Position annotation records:
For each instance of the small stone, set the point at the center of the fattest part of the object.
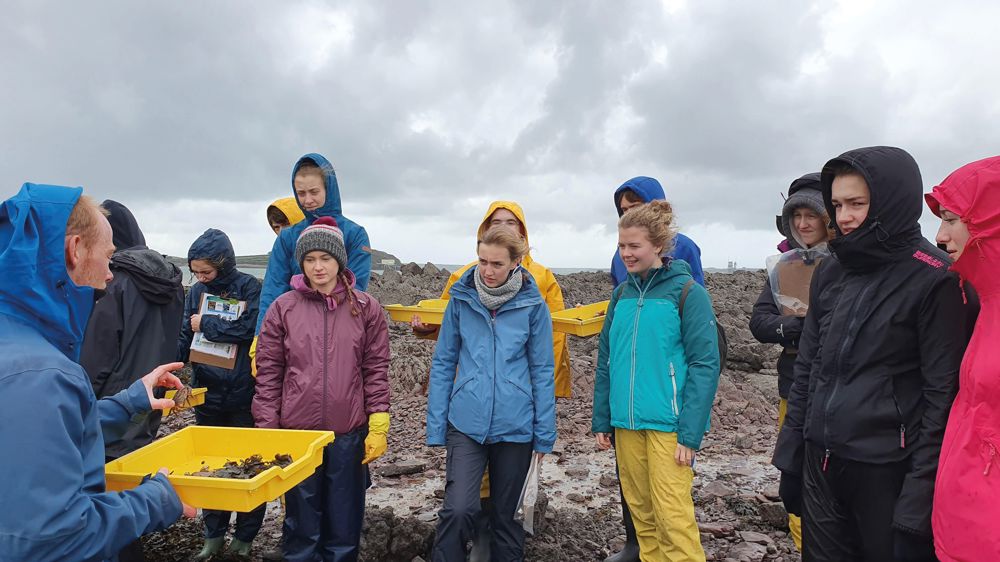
(755, 537)
(748, 551)
(411, 269)
(716, 529)
(743, 441)
(774, 514)
(717, 489)
(401, 468)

* [Requirements]:
Render all of the records above as a two-column CSV with one row per record, using the column headers "prompt" and "points"; place each record's text and its answer in single quoted fields with line breaks converted to spaces. Leave the pictures out of the output.

* [The solution]:
prompt,points
"For each instance of the small stone, set the point at the center of the fattest part of the object.","(755, 537) (748, 551) (411, 269) (716, 529) (743, 441) (774, 514) (717, 489) (401, 468)"